*Data provided:*
_ _ _ _ _

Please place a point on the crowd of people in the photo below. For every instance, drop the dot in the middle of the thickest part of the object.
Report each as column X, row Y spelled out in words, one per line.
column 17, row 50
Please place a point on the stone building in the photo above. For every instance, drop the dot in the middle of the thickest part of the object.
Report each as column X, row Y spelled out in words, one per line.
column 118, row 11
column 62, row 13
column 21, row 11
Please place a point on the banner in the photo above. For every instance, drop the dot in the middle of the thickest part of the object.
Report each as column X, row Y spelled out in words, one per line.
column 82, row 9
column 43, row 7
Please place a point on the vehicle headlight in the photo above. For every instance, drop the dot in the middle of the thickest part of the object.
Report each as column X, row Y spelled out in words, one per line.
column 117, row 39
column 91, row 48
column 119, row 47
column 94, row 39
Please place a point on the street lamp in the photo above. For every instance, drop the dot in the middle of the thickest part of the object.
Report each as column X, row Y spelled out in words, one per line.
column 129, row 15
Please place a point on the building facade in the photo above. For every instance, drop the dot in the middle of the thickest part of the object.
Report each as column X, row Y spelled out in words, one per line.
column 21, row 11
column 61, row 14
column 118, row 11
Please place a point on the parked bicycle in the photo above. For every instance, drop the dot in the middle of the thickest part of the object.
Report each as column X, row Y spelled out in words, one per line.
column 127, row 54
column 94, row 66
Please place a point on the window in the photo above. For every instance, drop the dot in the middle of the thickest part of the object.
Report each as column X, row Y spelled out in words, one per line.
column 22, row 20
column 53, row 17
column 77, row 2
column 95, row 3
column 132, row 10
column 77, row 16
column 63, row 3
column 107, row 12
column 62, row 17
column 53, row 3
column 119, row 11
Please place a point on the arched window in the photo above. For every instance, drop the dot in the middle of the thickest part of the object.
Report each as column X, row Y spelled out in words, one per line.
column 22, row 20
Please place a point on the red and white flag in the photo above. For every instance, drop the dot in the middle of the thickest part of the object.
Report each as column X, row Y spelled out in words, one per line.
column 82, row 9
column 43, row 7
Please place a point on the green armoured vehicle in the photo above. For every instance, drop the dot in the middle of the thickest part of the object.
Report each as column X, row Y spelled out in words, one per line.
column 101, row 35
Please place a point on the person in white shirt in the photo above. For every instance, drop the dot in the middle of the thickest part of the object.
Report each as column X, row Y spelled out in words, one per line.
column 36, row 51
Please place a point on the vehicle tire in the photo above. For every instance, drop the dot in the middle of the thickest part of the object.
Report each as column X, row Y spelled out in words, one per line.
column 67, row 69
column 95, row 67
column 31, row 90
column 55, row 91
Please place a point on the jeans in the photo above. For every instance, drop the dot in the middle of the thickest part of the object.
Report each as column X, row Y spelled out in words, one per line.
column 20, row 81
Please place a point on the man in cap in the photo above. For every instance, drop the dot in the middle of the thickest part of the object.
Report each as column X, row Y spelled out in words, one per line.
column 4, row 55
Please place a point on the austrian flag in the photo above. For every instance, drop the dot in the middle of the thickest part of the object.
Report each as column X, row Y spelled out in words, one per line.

_ _ _ _ _

*What you have to do:* Write out exactly the lines of the entries above that run from the line containing "Please place a point on the green" through the last line, including both.

*Problem solution:*
Please place a point on the green armoured vehicle in the photo above. For every instance, drop the dot in the middle of the thickest part of the object.
Report each as column X, row Y spelled out in words, one per line.
column 101, row 35
Please place a point on the person in white shirt in the photo above. For every instance, drop the dot in the middle of the thickest part of the object.
Report each as column X, row Y spelled out in words, one per line.
column 36, row 51
Please place a point on the vehicle tire in the photo above. For every instance, drop the dot in the middle of the thickest part of the object.
Report each as column X, row Y spelled out in words, one per line.
column 67, row 69
column 95, row 67
column 31, row 90
column 55, row 91
Please place a point on the jeans in the photo above. For every instance, drop the dot in the middle of the thickest part of the object.
Report each as column X, row Y spelled out in words, one per line.
column 20, row 81
Please place a point on the man in cap in the photo above. For every instance, drop the dot in the middle of the thickest part of the object.
Report each as column X, row Y spelled out in words, one per line.
column 4, row 55
Please place a point on the austrian flag in the photo above. For every instance, drop the dot in the middle of the thickest part of the object.
Report each as column X, row Y spelled out in words, one per line.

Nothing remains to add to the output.